What needs to be done — Pick out each line of the listing that contains the word "open", and copy those lines.

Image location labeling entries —
"""
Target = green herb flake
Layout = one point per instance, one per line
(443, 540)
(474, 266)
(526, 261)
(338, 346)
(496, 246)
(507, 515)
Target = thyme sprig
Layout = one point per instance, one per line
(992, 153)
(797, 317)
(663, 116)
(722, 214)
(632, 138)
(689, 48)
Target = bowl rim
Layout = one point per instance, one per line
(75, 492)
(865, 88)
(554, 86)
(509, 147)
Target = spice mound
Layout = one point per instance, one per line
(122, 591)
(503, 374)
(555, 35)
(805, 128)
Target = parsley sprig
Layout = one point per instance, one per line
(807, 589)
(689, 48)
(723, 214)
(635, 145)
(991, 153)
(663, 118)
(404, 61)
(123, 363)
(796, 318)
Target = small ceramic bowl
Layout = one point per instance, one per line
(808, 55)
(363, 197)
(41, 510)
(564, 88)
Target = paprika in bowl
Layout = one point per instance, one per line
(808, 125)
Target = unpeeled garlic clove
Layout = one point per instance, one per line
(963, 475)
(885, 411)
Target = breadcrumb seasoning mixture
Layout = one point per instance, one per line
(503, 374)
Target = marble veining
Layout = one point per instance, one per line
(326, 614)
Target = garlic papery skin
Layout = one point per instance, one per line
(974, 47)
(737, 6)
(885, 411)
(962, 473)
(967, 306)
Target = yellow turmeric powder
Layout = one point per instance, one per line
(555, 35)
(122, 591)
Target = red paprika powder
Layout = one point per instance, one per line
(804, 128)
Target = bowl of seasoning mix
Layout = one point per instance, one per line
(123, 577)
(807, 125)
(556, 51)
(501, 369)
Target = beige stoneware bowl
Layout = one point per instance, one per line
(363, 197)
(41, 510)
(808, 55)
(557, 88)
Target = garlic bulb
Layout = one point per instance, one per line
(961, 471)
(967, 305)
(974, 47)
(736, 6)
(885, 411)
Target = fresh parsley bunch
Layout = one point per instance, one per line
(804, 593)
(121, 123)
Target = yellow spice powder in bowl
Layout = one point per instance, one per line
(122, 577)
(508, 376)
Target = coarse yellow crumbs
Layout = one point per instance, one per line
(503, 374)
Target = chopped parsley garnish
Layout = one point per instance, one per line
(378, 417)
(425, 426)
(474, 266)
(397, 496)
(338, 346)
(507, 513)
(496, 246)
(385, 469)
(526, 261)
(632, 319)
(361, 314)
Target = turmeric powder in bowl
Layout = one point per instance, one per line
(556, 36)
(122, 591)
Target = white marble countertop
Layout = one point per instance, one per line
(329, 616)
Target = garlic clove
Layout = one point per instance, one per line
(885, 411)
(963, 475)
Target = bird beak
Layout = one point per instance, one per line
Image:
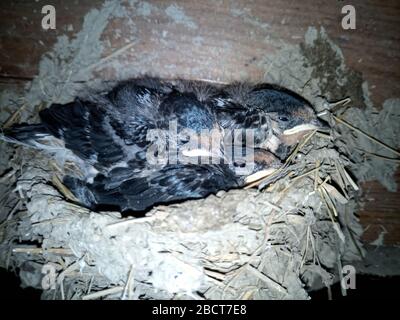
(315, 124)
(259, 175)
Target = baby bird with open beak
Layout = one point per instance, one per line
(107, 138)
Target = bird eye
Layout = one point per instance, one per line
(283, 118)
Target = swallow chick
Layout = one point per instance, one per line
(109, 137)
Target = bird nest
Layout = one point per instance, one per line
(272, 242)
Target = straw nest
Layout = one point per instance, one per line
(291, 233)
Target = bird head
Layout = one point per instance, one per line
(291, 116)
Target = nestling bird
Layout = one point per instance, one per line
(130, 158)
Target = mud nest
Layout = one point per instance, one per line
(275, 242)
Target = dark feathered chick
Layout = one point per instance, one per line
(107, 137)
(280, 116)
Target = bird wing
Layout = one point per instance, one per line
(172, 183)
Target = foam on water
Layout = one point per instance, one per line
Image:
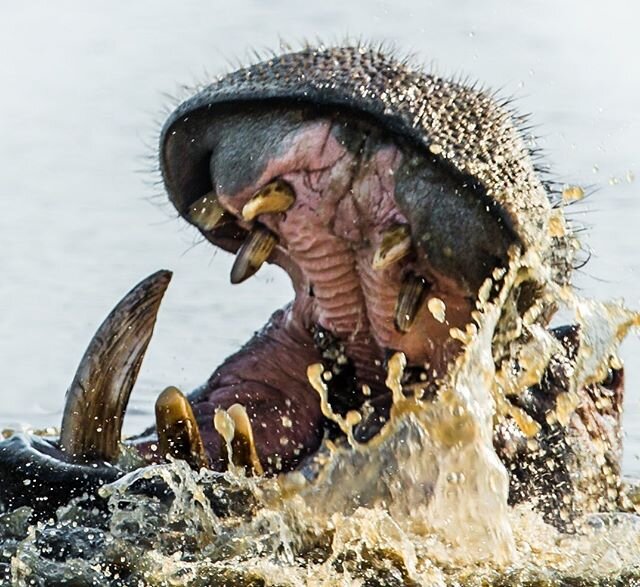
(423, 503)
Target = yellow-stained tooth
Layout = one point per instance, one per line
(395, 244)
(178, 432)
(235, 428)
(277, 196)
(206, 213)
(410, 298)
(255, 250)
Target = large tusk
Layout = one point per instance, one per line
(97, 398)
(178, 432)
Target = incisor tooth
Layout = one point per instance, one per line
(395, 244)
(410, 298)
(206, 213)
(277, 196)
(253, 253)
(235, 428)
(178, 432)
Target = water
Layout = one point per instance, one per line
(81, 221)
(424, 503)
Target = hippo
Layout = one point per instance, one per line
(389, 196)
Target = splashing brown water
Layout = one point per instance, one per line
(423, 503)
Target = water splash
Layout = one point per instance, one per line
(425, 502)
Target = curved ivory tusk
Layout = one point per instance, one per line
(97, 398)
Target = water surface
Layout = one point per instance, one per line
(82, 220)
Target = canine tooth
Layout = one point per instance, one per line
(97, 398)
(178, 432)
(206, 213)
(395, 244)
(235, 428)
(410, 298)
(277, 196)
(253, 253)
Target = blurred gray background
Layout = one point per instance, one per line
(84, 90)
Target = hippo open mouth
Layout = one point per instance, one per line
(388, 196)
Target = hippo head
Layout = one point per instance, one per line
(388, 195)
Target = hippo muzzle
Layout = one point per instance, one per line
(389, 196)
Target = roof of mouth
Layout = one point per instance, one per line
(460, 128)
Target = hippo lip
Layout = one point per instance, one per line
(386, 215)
"""
"""
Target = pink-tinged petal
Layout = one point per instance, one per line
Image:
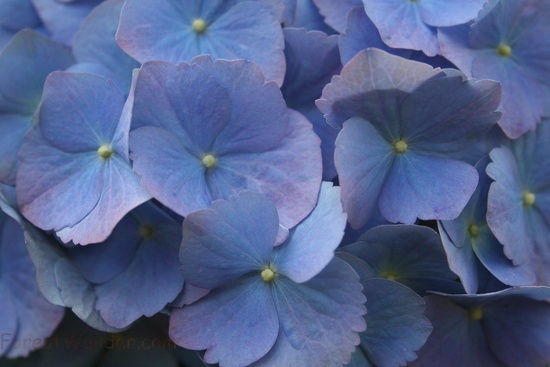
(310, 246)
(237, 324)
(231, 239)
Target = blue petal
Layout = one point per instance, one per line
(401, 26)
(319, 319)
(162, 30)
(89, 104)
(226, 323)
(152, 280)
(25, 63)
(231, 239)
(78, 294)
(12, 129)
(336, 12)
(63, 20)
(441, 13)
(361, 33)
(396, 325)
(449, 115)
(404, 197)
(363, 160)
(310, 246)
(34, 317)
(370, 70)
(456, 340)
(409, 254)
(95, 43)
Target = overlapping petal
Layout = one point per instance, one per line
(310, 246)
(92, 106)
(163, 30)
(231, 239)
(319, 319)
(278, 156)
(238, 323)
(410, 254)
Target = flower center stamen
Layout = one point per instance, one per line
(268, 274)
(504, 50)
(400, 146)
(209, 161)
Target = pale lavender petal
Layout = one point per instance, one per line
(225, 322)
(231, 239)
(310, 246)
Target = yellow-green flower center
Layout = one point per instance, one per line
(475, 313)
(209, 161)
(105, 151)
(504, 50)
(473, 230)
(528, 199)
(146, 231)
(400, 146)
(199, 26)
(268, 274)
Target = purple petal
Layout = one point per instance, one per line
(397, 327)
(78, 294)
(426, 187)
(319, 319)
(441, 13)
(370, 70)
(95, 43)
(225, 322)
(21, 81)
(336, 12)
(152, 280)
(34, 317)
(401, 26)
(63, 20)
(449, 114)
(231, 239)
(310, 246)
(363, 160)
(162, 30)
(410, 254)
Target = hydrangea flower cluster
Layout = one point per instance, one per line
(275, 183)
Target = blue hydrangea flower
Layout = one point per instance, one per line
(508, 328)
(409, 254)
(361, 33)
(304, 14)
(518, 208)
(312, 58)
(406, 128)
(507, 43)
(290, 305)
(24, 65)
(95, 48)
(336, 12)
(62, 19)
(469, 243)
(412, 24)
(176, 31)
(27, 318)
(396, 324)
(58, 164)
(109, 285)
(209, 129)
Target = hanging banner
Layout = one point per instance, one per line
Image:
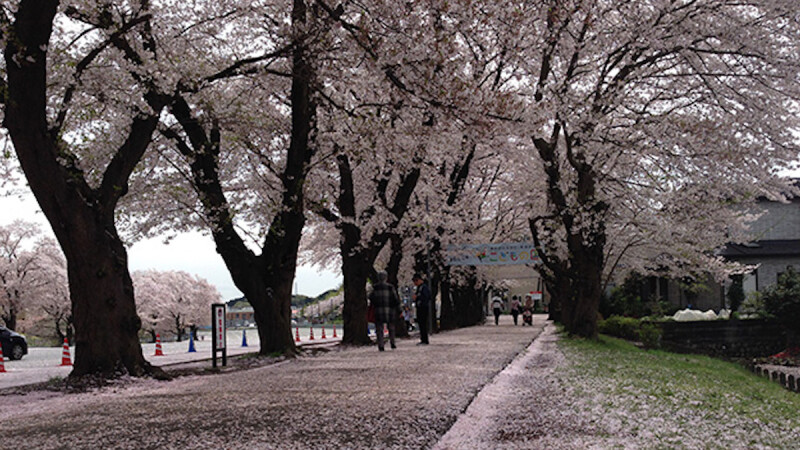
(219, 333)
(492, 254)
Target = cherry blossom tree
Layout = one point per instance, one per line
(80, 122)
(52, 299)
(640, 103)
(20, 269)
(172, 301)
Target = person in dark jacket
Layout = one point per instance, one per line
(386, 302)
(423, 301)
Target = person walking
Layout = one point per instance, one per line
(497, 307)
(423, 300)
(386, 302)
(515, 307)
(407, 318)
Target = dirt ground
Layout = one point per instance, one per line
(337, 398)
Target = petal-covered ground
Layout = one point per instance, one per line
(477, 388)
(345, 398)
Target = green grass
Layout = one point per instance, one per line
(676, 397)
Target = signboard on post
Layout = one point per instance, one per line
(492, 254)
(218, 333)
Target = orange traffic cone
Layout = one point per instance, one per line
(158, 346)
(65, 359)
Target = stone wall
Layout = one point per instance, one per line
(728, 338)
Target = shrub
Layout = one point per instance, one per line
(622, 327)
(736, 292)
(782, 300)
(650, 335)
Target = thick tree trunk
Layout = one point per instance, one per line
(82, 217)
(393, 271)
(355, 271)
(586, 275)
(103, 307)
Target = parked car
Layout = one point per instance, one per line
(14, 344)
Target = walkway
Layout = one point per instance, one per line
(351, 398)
"""
"""
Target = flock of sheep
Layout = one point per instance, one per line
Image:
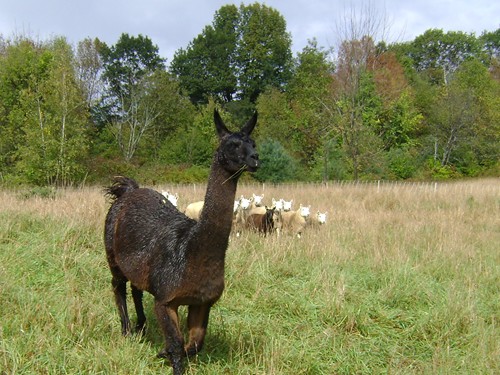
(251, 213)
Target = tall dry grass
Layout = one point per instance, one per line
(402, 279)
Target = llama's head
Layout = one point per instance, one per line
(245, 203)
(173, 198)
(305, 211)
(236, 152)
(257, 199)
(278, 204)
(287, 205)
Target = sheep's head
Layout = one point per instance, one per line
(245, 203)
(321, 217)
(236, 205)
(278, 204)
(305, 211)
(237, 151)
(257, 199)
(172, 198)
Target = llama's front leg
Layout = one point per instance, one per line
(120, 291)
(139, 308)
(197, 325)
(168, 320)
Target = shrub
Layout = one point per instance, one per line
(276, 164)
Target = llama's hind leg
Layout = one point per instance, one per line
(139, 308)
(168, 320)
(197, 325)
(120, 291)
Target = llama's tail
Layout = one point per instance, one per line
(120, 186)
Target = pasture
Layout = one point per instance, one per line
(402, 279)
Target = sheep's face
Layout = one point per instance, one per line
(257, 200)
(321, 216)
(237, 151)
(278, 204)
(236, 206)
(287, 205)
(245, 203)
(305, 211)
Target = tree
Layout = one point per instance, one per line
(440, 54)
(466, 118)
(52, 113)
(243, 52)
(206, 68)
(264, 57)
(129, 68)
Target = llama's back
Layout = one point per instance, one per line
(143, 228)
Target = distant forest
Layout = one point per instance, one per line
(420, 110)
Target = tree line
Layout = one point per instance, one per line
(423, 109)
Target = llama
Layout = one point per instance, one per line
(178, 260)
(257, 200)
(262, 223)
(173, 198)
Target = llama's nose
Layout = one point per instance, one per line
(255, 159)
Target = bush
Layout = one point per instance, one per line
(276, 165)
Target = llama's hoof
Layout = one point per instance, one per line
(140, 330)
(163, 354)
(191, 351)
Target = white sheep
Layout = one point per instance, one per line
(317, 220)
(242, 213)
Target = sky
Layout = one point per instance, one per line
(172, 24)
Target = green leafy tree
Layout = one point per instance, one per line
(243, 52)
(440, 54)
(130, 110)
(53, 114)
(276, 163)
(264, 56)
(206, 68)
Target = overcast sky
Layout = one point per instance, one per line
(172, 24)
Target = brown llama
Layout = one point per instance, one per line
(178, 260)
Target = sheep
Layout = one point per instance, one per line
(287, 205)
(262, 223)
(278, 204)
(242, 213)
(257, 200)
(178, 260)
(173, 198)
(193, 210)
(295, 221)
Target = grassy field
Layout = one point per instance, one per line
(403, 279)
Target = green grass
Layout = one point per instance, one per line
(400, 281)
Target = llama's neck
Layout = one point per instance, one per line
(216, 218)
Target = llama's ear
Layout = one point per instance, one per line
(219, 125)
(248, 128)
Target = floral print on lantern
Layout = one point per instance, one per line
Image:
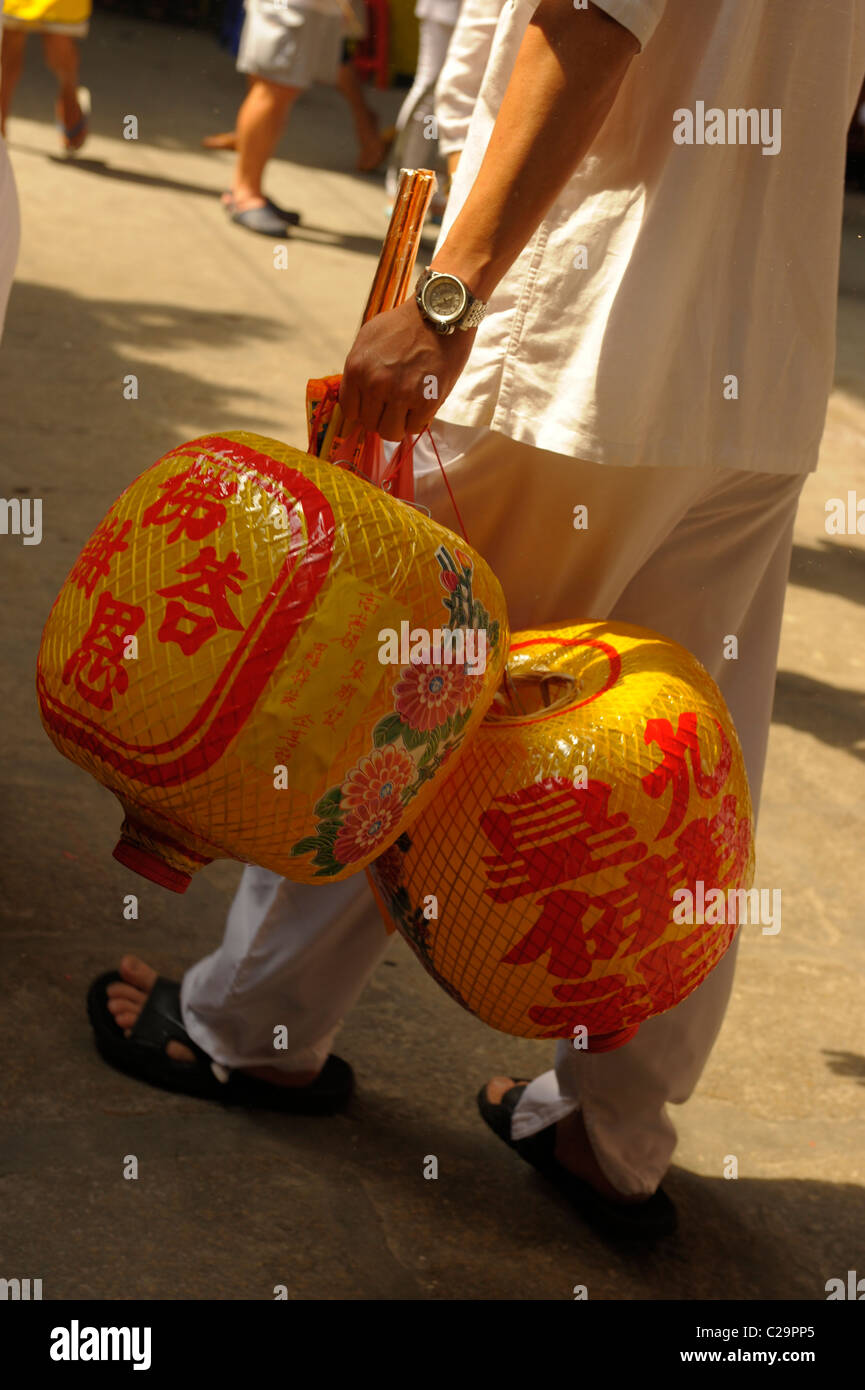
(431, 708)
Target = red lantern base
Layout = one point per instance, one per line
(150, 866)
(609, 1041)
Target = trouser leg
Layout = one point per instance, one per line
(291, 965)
"""
The answer —
Target = baby bird with open beak
Target = hippo open mouth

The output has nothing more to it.